▶ [Work to complete]
Count the lines in the rows below that contain the string "camouflage", treating uppercase and lowercase as different, and give only the number.

--- Begin Data to process ---

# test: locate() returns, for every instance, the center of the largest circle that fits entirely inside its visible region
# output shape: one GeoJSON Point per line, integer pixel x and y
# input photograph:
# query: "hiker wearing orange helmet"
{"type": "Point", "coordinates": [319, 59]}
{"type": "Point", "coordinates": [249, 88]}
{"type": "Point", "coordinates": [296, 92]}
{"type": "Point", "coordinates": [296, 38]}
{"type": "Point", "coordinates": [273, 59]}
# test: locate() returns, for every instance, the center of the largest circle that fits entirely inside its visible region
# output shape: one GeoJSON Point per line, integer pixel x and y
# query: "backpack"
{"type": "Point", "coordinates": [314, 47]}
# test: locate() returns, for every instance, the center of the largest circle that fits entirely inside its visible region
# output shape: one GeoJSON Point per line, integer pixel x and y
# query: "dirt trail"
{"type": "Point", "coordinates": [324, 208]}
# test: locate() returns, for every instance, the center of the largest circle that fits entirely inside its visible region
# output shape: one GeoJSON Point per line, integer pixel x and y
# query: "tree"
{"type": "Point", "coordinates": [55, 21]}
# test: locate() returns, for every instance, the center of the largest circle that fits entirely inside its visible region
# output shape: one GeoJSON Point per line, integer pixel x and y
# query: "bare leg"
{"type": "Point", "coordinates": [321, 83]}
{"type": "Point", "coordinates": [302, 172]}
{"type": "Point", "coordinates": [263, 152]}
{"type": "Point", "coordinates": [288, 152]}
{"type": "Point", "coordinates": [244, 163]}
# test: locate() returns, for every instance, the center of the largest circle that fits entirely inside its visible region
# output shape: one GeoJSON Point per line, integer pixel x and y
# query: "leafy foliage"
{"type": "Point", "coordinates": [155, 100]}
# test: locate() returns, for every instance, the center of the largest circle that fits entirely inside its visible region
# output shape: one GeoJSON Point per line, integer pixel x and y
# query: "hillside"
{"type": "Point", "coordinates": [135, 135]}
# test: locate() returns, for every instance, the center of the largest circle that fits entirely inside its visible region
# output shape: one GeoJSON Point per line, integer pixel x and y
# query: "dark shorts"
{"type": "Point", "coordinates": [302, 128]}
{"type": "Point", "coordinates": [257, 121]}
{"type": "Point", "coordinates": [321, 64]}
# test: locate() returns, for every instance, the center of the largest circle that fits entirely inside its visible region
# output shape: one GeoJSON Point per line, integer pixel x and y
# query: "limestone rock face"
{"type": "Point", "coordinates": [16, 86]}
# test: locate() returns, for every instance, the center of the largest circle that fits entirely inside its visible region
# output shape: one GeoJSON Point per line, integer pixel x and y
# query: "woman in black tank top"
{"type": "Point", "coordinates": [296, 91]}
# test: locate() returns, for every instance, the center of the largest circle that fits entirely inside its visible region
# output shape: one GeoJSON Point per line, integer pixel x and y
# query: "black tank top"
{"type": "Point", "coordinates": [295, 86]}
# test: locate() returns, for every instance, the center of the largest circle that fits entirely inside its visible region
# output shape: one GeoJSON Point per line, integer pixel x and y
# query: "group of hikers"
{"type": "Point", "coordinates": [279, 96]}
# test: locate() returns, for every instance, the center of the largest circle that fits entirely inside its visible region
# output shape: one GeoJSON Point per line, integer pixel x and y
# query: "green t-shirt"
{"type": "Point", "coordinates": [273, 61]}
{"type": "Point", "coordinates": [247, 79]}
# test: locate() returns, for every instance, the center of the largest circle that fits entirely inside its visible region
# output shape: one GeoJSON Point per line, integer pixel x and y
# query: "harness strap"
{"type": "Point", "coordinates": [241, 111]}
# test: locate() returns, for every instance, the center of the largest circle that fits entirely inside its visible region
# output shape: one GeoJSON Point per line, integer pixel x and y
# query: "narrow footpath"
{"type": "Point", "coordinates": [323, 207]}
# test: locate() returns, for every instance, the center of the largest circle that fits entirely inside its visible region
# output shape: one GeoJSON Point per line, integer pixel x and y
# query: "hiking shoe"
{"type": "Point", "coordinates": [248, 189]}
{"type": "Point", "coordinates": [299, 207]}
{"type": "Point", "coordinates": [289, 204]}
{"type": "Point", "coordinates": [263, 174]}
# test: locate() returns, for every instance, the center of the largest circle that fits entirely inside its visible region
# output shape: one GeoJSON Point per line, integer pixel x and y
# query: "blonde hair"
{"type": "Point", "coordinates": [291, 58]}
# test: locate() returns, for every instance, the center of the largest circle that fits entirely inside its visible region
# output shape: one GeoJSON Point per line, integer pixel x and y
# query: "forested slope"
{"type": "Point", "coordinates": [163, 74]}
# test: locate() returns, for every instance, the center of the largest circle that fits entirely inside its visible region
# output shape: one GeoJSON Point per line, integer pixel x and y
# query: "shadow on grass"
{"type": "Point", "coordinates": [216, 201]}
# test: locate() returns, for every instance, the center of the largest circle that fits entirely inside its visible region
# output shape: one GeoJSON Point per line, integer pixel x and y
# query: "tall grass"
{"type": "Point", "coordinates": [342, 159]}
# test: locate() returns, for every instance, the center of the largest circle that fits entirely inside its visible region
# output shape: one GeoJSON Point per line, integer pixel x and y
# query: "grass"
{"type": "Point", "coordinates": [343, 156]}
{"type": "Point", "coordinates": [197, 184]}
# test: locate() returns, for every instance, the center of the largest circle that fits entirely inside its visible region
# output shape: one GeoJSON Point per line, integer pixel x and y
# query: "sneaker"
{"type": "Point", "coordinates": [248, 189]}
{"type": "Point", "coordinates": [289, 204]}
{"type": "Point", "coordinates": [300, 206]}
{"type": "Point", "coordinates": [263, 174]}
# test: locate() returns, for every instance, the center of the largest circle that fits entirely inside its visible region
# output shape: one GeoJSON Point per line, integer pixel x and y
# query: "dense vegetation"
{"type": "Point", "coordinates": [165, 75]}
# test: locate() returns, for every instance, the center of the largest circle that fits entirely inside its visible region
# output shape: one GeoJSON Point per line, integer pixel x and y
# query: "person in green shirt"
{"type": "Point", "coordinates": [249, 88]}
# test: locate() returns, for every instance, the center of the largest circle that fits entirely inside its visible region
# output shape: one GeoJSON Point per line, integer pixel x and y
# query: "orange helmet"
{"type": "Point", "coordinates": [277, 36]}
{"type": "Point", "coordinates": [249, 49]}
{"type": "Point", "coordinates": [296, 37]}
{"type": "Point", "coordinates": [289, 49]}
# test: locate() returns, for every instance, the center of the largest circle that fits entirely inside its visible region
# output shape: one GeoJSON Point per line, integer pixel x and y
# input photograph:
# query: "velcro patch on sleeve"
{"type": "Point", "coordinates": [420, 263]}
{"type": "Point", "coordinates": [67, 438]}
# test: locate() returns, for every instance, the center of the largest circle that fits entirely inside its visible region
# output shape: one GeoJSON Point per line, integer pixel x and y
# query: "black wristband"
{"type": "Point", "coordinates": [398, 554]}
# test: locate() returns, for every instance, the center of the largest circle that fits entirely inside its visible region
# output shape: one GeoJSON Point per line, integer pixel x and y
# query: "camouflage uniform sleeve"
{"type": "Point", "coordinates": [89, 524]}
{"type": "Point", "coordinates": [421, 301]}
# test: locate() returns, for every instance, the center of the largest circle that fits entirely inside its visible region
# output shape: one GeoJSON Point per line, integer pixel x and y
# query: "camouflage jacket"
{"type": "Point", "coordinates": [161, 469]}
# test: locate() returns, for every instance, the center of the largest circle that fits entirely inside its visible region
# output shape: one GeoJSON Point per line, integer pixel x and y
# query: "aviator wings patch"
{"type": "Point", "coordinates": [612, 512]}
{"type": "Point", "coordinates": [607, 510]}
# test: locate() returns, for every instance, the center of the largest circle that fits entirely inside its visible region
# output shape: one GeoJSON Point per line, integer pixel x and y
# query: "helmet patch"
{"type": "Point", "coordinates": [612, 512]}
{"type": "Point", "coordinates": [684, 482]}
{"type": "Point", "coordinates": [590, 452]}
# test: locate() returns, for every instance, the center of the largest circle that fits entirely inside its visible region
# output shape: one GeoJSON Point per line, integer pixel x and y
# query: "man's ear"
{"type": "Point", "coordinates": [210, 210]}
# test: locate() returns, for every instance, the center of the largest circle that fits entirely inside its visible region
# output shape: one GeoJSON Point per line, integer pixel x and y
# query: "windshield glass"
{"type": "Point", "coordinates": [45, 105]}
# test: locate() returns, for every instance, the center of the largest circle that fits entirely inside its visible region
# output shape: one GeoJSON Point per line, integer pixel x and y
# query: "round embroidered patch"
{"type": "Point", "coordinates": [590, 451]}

--- End Data to process ---

▶ [Final result]
2